# [Entries]

___

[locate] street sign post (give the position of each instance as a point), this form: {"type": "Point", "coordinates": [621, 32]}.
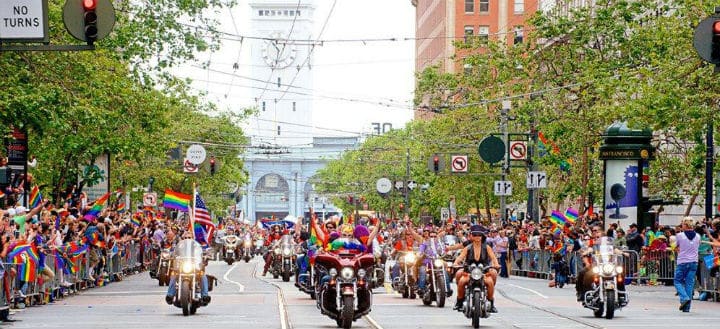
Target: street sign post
{"type": "Point", "coordinates": [383, 185]}
{"type": "Point", "coordinates": [196, 154]}
{"type": "Point", "coordinates": [492, 149]}
{"type": "Point", "coordinates": [444, 214]}
{"type": "Point", "coordinates": [24, 21]}
{"type": "Point", "coordinates": [536, 179]}
{"type": "Point", "coordinates": [458, 164]}
{"type": "Point", "coordinates": [503, 188]}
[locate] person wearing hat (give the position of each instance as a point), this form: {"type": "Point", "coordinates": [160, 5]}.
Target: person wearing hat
{"type": "Point", "coordinates": [478, 252]}
{"type": "Point", "coordinates": [688, 244]}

___

# [Problem description]
Please copy every line of the records above word for word, leaving out the pictures.

# [Exercise result]
[locate] street sign post (give the position of each instance as a point), this form: {"type": "Point", "coordinates": [621, 32]}.
Target: street sign post
{"type": "Point", "coordinates": [383, 185]}
{"type": "Point", "coordinates": [196, 154]}
{"type": "Point", "coordinates": [492, 149]}
{"type": "Point", "coordinates": [444, 214]}
{"type": "Point", "coordinates": [24, 21]}
{"type": "Point", "coordinates": [536, 179]}
{"type": "Point", "coordinates": [458, 164]}
{"type": "Point", "coordinates": [503, 188]}
[locate] person wearing hat (give the position of each instance as a point), this form: {"type": "Point", "coordinates": [160, 5]}.
Target: person wearing hat
{"type": "Point", "coordinates": [478, 252]}
{"type": "Point", "coordinates": [688, 244]}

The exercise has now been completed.